(Items from a labeling collection)
========
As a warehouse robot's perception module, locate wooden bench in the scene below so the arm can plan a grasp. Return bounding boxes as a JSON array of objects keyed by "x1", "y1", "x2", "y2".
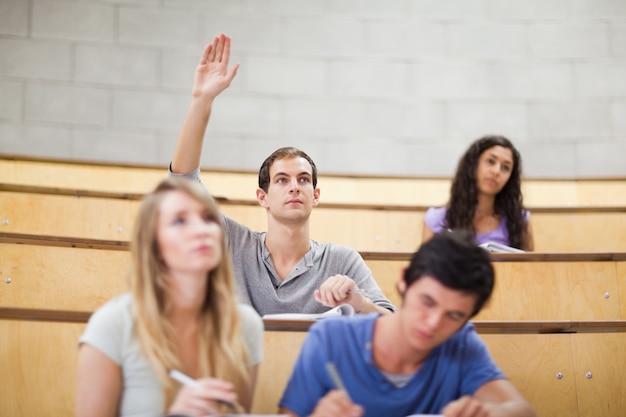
[
  {"x1": 0, "y1": 183, "x2": 626, "y2": 252},
  {"x1": 0, "y1": 307, "x2": 626, "y2": 417},
  {"x1": 0, "y1": 233, "x2": 626, "y2": 320},
  {"x1": 0, "y1": 154, "x2": 626, "y2": 208}
]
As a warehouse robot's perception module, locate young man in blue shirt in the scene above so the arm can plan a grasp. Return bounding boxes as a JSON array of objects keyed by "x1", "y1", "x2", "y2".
[{"x1": 280, "y1": 233, "x2": 535, "y2": 417}]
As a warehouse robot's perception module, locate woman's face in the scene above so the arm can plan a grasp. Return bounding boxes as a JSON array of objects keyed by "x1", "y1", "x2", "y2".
[
  {"x1": 157, "y1": 190, "x2": 222, "y2": 274},
  {"x1": 476, "y1": 145, "x2": 513, "y2": 196}
]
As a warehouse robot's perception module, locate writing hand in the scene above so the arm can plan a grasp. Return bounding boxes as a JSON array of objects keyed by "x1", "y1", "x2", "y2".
[
  {"x1": 309, "y1": 390, "x2": 364, "y2": 417},
  {"x1": 168, "y1": 378, "x2": 237, "y2": 417}
]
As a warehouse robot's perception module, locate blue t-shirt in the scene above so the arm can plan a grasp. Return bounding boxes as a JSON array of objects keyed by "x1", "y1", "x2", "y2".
[
  {"x1": 280, "y1": 314, "x2": 505, "y2": 417},
  {"x1": 424, "y1": 207, "x2": 530, "y2": 246}
]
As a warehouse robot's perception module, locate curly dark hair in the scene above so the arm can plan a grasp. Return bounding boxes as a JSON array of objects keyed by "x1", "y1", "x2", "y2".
[
  {"x1": 259, "y1": 146, "x2": 317, "y2": 192},
  {"x1": 446, "y1": 135, "x2": 526, "y2": 248}
]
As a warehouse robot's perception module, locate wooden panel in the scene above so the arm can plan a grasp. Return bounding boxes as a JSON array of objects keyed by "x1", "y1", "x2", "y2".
[
  {"x1": 0, "y1": 237, "x2": 626, "y2": 320},
  {"x1": 0, "y1": 156, "x2": 626, "y2": 207},
  {"x1": 0, "y1": 192, "x2": 139, "y2": 240},
  {"x1": 366, "y1": 260, "x2": 626, "y2": 320},
  {"x1": 531, "y1": 212, "x2": 626, "y2": 252},
  {"x1": 311, "y1": 207, "x2": 423, "y2": 252},
  {"x1": 481, "y1": 262, "x2": 623, "y2": 320},
  {"x1": 252, "y1": 331, "x2": 307, "y2": 414},
  {"x1": 572, "y1": 333, "x2": 626, "y2": 417},
  {"x1": 481, "y1": 334, "x2": 576, "y2": 417},
  {"x1": 0, "y1": 320, "x2": 85, "y2": 417},
  {"x1": 0, "y1": 243, "x2": 130, "y2": 311},
  {"x1": 610, "y1": 262, "x2": 626, "y2": 317}
]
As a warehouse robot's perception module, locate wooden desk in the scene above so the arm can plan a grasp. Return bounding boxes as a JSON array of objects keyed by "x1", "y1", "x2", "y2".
[{"x1": 0, "y1": 307, "x2": 626, "y2": 417}]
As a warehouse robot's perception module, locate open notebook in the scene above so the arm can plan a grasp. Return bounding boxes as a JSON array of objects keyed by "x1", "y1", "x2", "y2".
[
  {"x1": 478, "y1": 242, "x2": 524, "y2": 253},
  {"x1": 263, "y1": 304, "x2": 354, "y2": 320}
]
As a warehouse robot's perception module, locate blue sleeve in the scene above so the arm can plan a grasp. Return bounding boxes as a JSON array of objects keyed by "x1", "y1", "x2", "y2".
[
  {"x1": 461, "y1": 325, "x2": 506, "y2": 395},
  {"x1": 424, "y1": 207, "x2": 446, "y2": 234},
  {"x1": 279, "y1": 321, "x2": 333, "y2": 417}
]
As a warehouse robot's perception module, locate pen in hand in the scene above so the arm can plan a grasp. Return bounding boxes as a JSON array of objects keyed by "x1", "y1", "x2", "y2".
[{"x1": 169, "y1": 369, "x2": 241, "y2": 412}]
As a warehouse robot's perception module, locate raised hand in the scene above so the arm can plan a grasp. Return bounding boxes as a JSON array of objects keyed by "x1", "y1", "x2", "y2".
[{"x1": 191, "y1": 33, "x2": 239, "y2": 99}]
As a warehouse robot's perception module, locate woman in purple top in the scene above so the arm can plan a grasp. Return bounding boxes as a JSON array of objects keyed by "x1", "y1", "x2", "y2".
[{"x1": 422, "y1": 136, "x2": 534, "y2": 251}]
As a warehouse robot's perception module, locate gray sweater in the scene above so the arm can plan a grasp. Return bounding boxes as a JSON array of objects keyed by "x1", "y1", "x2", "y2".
[{"x1": 170, "y1": 164, "x2": 396, "y2": 316}]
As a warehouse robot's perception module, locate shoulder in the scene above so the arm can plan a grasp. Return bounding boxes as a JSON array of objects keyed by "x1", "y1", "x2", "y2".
[
  {"x1": 237, "y1": 303, "x2": 263, "y2": 331},
  {"x1": 311, "y1": 239, "x2": 361, "y2": 258},
  {"x1": 79, "y1": 294, "x2": 135, "y2": 364},
  {"x1": 89, "y1": 293, "x2": 133, "y2": 324},
  {"x1": 424, "y1": 206, "x2": 448, "y2": 220},
  {"x1": 424, "y1": 206, "x2": 448, "y2": 229}
]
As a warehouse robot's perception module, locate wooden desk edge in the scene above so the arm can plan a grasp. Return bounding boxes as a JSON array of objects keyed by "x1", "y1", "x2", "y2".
[
  {"x1": 0, "y1": 232, "x2": 626, "y2": 262},
  {"x1": 0, "y1": 307, "x2": 626, "y2": 334}
]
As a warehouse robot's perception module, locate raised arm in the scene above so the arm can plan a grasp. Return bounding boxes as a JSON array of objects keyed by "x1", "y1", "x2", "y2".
[
  {"x1": 172, "y1": 33, "x2": 239, "y2": 174},
  {"x1": 522, "y1": 219, "x2": 535, "y2": 251}
]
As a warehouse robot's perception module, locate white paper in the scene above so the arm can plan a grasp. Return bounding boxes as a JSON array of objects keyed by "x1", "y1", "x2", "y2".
[
  {"x1": 263, "y1": 304, "x2": 354, "y2": 320},
  {"x1": 478, "y1": 242, "x2": 524, "y2": 253}
]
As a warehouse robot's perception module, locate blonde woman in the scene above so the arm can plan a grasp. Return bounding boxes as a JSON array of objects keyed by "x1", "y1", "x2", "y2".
[{"x1": 76, "y1": 178, "x2": 263, "y2": 417}]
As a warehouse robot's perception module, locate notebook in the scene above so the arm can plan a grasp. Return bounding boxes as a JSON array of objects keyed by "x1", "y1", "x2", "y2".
[
  {"x1": 478, "y1": 242, "x2": 524, "y2": 253},
  {"x1": 263, "y1": 304, "x2": 354, "y2": 320}
]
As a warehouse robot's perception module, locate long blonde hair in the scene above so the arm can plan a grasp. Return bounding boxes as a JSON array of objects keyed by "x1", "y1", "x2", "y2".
[{"x1": 131, "y1": 178, "x2": 249, "y2": 409}]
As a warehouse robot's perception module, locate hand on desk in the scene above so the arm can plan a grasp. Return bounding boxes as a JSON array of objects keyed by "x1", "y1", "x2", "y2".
[
  {"x1": 441, "y1": 395, "x2": 491, "y2": 417},
  {"x1": 314, "y1": 275, "x2": 369, "y2": 311},
  {"x1": 168, "y1": 378, "x2": 237, "y2": 416},
  {"x1": 309, "y1": 390, "x2": 364, "y2": 417}
]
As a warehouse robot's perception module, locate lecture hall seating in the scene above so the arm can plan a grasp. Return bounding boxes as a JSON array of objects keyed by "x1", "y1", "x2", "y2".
[{"x1": 0, "y1": 155, "x2": 626, "y2": 416}]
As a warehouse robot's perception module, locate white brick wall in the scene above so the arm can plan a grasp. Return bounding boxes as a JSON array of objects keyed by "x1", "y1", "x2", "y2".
[{"x1": 0, "y1": 0, "x2": 626, "y2": 177}]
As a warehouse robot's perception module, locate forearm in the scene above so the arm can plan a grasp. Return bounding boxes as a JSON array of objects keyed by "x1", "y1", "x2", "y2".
[
  {"x1": 358, "y1": 299, "x2": 391, "y2": 314},
  {"x1": 172, "y1": 97, "x2": 214, "y2": 174}
]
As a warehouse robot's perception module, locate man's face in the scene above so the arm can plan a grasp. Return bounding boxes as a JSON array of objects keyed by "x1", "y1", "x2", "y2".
[
  {"x1": 257, "y1": 157, "x2": 319, "y2": 221},
  {"x1": 396, "y1": 276, "x2": 477, "y2": 353}
]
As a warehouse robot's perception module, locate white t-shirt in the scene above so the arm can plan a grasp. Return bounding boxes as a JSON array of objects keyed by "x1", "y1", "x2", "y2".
[{"x1": 79, "y1": 293, "x2": 263, "y2": 417}]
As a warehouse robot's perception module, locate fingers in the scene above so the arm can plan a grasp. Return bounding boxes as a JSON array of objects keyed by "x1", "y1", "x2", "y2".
[
  {"x1": 441, "y1": 395, "x2": 489, "y2": 417},
  {"x1": 169, "y1": 378, "x2": 237, "y2": 416},
  {"x1": 314, "y1": 275, "x2": 363, "y2": 307},
  {"x1": 226, "y1": 63, "x2": 239, "y2": 84},
  {"x1": 215, "y1": 33, "x2": 226, "y2": 62},
  {"x1": 311, "y1": 390, "x2": 363, "y2": 417},
  {"x1": 206, "y1": 36, "x2": 220, "y2": 63},
  {"x1": 198, "y1": 44, "x2": 213, "y2": 65},
  {"x1": 220, "y1": 34, "x2": 230, "y2": 68}
]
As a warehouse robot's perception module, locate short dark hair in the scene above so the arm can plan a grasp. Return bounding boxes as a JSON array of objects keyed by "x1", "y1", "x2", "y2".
[
  {"x1": 403, "y1": 231, "x2": 495, "y2": 317},
  {"x1": 259, "y1": 146, "x2": 317, "y2": 192}
]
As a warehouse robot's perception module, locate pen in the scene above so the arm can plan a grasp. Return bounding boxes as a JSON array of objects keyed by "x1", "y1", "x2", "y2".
[
  {"x1": 169, "y1": 369, "x2": 238, "y2": 411},
  {"x1": 326, "y1": 362, "x2": 352, "y2": 401}
]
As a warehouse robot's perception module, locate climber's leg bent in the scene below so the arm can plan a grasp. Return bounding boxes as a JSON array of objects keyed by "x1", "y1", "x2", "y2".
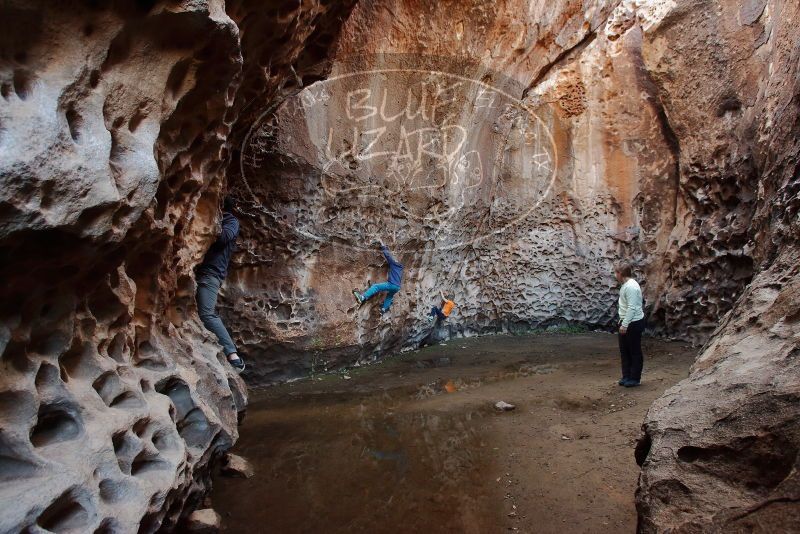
[
  {"x1": 197, "y1": 274, "x2": 238, "y2": 360},
  {"x1": 381, "y1": 282, "x2": 400, "y2": 313}
]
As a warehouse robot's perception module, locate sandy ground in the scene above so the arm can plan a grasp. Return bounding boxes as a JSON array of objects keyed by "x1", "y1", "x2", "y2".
[{"x1": 211, "y1": 333, "x2": 695, "y2": 534}]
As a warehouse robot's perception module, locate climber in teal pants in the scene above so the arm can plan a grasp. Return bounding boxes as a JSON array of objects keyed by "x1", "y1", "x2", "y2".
[{"x1": 353, "y1": 243, "x2": 403, "y2": 315}]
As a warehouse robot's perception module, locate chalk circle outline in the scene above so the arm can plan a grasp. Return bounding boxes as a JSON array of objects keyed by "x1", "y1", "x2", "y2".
[{"x1": 239, "y1": 62, "x2": 559, "y2": 253}]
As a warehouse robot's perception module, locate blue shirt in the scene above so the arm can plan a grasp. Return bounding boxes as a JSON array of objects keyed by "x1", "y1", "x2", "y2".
[
  {"x1": 381, "y1": 245, "x2": 403, "y2": 286},
  {"x1": 198, "y1": 213, "x2": 239, "y2": 280}
]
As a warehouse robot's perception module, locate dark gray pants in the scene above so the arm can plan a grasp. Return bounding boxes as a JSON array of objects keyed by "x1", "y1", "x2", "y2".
[
  {"x1": 617, "y1": 318, "x2": 646, "y2": 382},
  {"x1": 197, "y1": 273, "x2": 236, "y2": 356}
]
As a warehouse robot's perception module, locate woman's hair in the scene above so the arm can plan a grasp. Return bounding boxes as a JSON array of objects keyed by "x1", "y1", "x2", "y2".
[{"x1": 614, "y1": 262, "x2": 633, "y2": 278}]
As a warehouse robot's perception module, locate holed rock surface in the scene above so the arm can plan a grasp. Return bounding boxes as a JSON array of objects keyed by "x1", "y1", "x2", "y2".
[
  {"x1": 224, "y1": 0, "x2": 716, "y2": 381},
  {"x1": 0, "y1": 0, "x2": 348, "y2": 532},
  {"x1": 0, "y1": 0, "x2": 800, "y2": 532},
  {"x1": 637, "y1": 0, "x2": 800, "y2": 532}
]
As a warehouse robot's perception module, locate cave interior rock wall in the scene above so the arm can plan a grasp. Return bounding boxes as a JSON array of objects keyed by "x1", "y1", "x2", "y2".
[{"x1": 0, "y1": 0, "x2": 800, "y2": 532}]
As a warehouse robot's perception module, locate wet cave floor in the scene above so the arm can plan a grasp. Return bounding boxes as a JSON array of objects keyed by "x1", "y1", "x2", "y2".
[{"x1": 211, "y1": 333, "x2": 696, "y2": 534}]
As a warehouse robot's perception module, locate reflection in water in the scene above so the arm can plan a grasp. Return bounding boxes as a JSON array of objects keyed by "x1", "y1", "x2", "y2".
[{"x1": 213, "y1": 394, "x2": 497, "y2": 533}]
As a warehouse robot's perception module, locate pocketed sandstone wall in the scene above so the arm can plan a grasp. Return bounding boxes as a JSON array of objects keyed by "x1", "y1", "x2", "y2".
[{"x1": 0, "y1": 1, "x2": 356, "y2": 532}]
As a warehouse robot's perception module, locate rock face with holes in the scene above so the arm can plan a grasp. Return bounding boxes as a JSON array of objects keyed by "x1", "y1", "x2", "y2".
[
  {"x1": 225, "y1": 0, "x2": 763, "y2": 381},
  {"x1": 0, "y1": 0, "x2": 348, "y2": 532},
  {"x1": 637, "y1": 0, "x2": 800, "y2": 532},
  {"x1": 0, "y1": 0, "x2": 800, "y2": 532},
  {"x1": 226, "y1": 1, "x2": 680, "y2": 381}
]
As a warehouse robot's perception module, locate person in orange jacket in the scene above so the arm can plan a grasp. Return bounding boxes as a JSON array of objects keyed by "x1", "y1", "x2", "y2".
[{"x1": 428, "y1": 291, "x2": 456, "y2": 325}]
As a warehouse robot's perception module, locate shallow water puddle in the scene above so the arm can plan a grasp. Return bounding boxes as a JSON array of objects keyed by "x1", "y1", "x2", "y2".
[
  {"x1": 211, "y1": 334, "x2": 694, "y2": 534},
  {"x1": 214, "y1": 394, "x2": 494, "y2": 532}
]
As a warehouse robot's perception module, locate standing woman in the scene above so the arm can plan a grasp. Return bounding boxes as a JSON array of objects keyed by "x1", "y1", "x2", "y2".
[{"x1": 614, "y1": 263, "x2": 645, "y2": 388}]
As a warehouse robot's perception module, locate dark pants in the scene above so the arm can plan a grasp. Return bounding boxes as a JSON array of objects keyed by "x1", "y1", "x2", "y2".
[
  {"x1": 428, "y1": 306, "x2": 447, "y2": 321},
  {"x1": 617, "y1": 319, "x2": 645, "y2": 382},
  {"x1": 197, "y1": 273, "x2": 237, "y2": 356}
]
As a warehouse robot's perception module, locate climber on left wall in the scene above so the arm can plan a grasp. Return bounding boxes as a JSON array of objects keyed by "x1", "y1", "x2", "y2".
[{"x1": 196, "y1": 197, "x2": 245, "y2": 373}]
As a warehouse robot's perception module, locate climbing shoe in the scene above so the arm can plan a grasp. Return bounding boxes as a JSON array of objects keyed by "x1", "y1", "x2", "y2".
[{"x1": 353, "y1": 289, "x2": 364, "y2": 306}]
========
Count the lines above that contain the string "white", treating uppercase and lowercase as different, and reply with the number alone.

** Task response **
3